[WORK ITEM] Say how many of the lines below include the word "grassy", and write nothing else.

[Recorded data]
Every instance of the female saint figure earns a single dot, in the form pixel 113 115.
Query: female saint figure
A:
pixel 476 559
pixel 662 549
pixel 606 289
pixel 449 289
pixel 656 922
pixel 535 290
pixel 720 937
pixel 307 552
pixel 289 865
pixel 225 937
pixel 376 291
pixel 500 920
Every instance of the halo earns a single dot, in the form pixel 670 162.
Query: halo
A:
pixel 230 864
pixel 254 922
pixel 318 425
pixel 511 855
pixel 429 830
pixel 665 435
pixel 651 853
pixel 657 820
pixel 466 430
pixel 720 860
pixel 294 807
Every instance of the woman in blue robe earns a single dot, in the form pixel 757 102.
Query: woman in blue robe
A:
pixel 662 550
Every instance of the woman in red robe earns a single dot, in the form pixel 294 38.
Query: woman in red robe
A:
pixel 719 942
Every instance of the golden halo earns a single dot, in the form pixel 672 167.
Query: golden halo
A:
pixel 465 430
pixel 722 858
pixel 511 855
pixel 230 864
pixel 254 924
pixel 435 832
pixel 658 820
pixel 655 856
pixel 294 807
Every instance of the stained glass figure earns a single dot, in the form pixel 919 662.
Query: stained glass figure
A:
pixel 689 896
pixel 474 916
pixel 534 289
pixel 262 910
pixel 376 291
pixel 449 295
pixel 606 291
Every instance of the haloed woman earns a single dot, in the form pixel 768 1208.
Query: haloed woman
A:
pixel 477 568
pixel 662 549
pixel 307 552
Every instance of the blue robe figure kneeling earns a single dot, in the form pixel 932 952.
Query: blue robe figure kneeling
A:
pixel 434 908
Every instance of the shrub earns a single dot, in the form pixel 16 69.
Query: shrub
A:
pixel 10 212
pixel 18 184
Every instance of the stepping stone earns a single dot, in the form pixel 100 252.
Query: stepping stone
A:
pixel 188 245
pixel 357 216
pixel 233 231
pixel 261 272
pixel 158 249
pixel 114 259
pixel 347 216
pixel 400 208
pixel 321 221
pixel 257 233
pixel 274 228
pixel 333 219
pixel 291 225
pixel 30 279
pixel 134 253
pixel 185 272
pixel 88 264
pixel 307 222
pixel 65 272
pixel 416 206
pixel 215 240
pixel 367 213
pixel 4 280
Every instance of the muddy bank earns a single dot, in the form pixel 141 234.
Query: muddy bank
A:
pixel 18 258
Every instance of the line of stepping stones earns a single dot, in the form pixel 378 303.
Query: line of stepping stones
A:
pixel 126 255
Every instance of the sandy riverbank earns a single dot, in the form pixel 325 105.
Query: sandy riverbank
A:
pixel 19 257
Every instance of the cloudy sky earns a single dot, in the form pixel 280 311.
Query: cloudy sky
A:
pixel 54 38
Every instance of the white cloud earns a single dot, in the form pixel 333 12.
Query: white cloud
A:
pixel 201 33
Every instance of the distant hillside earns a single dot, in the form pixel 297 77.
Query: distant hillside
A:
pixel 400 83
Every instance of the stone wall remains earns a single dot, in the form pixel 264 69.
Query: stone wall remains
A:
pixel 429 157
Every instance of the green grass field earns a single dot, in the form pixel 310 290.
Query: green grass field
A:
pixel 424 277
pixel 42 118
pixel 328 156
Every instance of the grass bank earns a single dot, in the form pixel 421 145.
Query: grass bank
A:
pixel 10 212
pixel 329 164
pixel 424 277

--

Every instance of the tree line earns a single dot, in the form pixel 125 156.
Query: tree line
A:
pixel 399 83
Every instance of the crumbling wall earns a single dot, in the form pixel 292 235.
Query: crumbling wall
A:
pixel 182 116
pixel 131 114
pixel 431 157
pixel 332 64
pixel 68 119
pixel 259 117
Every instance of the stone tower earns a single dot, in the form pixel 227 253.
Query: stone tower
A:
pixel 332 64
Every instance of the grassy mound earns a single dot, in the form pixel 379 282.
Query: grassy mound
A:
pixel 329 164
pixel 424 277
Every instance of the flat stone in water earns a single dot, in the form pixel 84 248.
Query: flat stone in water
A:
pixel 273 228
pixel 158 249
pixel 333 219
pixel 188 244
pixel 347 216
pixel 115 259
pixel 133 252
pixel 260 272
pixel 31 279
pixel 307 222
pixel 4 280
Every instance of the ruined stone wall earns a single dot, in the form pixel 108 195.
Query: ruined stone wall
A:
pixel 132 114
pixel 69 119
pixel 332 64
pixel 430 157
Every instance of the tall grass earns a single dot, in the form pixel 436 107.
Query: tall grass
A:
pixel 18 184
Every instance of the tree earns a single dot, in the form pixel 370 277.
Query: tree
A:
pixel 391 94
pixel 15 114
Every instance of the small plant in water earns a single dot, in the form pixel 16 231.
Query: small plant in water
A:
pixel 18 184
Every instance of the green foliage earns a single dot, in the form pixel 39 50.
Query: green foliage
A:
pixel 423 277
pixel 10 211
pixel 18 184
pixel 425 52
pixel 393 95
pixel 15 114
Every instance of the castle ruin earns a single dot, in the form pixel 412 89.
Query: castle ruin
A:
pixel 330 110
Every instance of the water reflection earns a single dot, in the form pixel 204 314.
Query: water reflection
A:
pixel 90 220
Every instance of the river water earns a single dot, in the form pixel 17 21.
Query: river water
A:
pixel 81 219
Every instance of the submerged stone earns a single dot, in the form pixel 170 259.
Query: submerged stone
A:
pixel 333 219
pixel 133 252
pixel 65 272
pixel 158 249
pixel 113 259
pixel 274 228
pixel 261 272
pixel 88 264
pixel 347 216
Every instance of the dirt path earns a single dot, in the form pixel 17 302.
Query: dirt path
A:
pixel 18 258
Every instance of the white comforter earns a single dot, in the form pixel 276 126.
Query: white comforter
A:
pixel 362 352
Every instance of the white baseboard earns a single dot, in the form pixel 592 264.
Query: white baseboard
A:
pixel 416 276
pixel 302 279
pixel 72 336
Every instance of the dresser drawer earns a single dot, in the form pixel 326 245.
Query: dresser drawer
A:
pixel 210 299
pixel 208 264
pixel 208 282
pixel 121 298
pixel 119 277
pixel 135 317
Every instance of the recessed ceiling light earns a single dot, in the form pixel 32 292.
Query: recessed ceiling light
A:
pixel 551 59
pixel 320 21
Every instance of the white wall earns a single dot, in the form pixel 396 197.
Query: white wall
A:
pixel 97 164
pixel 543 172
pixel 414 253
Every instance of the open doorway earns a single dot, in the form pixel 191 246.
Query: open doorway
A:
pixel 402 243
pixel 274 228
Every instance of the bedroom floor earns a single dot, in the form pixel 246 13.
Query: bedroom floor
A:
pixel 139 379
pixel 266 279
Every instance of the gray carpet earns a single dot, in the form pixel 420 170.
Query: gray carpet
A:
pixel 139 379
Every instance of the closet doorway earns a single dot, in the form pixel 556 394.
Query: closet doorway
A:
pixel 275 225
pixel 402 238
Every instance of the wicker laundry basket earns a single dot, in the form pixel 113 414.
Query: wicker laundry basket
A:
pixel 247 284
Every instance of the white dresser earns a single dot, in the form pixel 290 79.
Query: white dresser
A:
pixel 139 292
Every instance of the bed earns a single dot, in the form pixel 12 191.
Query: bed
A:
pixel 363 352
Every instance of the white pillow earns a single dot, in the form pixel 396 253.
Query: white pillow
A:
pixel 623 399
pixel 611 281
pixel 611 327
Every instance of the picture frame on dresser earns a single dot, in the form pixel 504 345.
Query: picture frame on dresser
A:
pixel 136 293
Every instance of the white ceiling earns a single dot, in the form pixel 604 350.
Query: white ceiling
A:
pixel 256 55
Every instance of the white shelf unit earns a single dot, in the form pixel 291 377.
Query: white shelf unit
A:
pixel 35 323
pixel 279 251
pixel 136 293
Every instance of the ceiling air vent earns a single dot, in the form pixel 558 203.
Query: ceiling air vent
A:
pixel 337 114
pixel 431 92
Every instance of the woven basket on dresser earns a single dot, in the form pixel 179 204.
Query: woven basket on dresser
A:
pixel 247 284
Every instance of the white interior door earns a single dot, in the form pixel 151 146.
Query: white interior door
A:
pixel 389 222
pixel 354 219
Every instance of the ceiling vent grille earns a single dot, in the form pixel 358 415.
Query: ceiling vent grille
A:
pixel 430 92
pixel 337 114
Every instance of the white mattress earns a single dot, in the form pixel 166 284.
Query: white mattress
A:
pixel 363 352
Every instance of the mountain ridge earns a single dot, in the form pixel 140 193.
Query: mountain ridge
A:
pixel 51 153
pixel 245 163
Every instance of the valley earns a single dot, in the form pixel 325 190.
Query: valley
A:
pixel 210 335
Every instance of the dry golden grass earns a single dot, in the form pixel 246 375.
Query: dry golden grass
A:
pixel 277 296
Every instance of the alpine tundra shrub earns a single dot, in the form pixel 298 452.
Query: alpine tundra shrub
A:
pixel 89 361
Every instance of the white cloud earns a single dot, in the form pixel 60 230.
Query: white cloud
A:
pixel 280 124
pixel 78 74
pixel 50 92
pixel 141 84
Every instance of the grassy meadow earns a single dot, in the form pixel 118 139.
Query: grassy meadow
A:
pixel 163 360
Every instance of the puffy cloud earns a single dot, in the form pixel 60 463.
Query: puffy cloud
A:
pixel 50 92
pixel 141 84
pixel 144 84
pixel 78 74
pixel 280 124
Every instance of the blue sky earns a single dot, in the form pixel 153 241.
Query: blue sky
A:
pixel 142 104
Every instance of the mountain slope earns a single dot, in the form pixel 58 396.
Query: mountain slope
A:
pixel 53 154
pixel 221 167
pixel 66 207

--

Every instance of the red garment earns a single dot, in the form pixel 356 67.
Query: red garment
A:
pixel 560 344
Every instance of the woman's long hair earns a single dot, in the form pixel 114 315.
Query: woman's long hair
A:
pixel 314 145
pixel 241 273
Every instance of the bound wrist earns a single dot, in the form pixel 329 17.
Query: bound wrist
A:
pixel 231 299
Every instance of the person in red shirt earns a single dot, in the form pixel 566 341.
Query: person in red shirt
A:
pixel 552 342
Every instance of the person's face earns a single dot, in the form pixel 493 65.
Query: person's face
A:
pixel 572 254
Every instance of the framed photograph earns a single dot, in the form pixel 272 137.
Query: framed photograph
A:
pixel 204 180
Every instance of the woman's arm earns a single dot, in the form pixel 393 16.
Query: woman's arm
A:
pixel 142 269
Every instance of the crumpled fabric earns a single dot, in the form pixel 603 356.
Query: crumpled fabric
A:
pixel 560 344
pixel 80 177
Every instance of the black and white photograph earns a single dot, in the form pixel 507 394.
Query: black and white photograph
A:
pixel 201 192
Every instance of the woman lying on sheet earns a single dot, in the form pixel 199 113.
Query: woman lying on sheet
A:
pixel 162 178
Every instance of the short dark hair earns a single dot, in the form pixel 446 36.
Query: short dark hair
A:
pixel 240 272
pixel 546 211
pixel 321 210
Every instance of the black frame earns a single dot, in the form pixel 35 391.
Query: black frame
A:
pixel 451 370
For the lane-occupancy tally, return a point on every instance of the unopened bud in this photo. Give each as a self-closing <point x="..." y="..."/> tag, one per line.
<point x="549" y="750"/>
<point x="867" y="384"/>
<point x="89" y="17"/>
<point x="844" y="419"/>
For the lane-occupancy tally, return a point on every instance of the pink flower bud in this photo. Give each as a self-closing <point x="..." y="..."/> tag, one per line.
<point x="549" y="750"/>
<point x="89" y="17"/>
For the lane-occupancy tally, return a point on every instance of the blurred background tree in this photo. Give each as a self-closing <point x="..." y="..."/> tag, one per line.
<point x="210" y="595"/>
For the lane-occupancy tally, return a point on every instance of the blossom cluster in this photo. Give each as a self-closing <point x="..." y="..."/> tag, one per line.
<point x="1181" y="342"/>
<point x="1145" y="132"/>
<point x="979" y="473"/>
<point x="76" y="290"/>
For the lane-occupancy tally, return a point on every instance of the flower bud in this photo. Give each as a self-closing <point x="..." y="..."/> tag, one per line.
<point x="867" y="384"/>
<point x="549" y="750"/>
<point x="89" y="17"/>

[ANSWER SECTION] 4